* **What to work on**: Your task is to copy every line of the entries that contains "plume".

* **Provided records**:
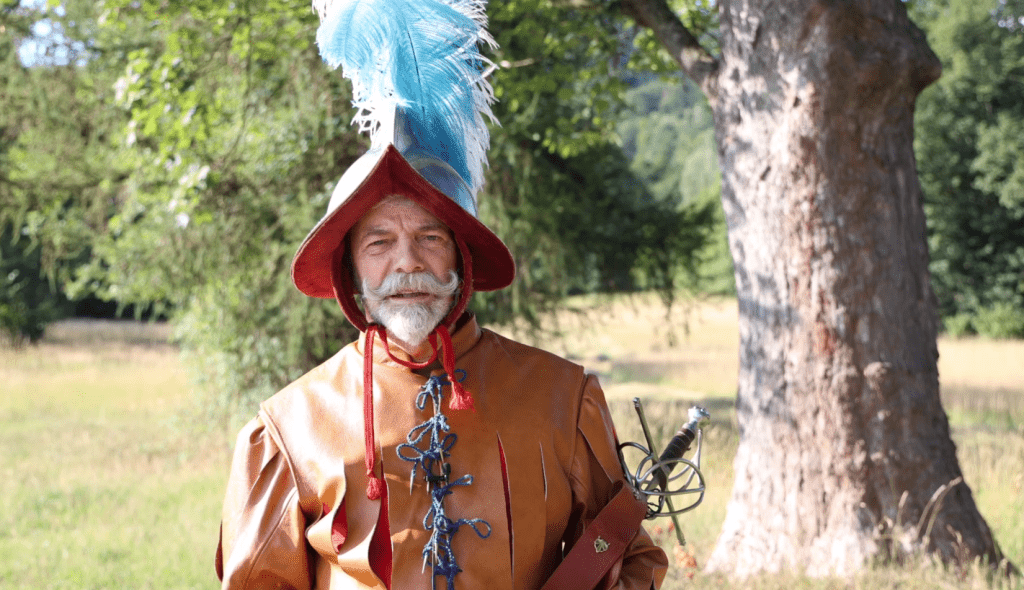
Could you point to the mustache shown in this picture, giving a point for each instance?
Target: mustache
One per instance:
(396, 283)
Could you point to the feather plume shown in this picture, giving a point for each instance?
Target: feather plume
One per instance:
(422, 57)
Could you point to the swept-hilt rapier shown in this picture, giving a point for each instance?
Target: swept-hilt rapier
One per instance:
(653, 477)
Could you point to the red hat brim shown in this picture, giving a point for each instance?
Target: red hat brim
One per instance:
(493, 264)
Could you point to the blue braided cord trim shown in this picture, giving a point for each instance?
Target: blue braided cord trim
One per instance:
(432, 461)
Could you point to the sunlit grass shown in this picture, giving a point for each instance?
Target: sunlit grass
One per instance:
(103, 486)
(113, 478)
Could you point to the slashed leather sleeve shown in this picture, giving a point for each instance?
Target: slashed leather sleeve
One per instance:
(595, 468)
(262, 542)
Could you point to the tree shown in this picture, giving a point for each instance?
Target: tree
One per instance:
(971, 158)
(55, 169)
(845, 453)
(236, 132)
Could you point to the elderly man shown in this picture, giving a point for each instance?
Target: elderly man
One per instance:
(430, 451)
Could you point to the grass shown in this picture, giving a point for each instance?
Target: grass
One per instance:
(111, 477)
(101, 483)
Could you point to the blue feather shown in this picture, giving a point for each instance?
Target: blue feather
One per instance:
(420, 56)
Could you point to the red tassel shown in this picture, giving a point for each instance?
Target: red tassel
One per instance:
(461, 399)
(375, 488)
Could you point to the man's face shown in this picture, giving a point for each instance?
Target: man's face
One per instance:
(406, 259)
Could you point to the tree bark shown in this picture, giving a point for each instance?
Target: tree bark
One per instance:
(845, 453)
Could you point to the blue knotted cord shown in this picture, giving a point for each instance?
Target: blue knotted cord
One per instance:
(437, 473)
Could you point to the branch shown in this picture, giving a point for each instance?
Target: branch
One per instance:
(695, 61)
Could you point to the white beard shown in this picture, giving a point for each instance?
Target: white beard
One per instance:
(411, 323)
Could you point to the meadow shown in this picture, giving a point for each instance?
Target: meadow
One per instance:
(112, 471)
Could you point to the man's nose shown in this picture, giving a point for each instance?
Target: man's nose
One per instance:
(410, 258)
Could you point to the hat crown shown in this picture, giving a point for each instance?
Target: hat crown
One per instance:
(395, 130)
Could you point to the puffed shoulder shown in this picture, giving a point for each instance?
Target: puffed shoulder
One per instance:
(595, 424)
(261, 519)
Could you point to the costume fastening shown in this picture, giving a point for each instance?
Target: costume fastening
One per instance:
(432, 460)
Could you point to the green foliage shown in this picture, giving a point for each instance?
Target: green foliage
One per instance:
(971, 158)
(235, 132)
(28, 301)
(204, 140)
(669, 135)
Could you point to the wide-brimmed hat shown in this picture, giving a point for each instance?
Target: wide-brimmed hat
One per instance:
(399, 167)
(421, 92)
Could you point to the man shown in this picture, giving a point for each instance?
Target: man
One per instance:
(430, 452)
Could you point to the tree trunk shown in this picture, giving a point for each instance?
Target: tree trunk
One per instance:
(845, 453)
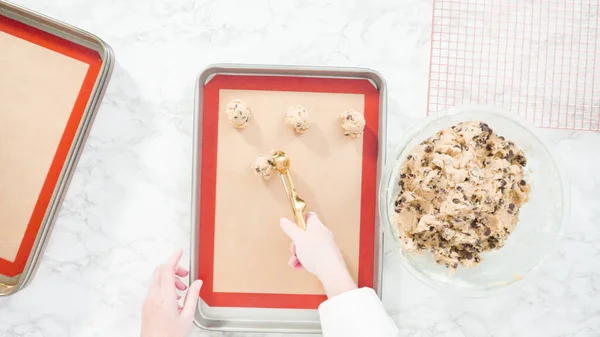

* **Output for this task**:
Could you point to the feather plume shown in this picture, giving a point for each instance?
Target: feather plume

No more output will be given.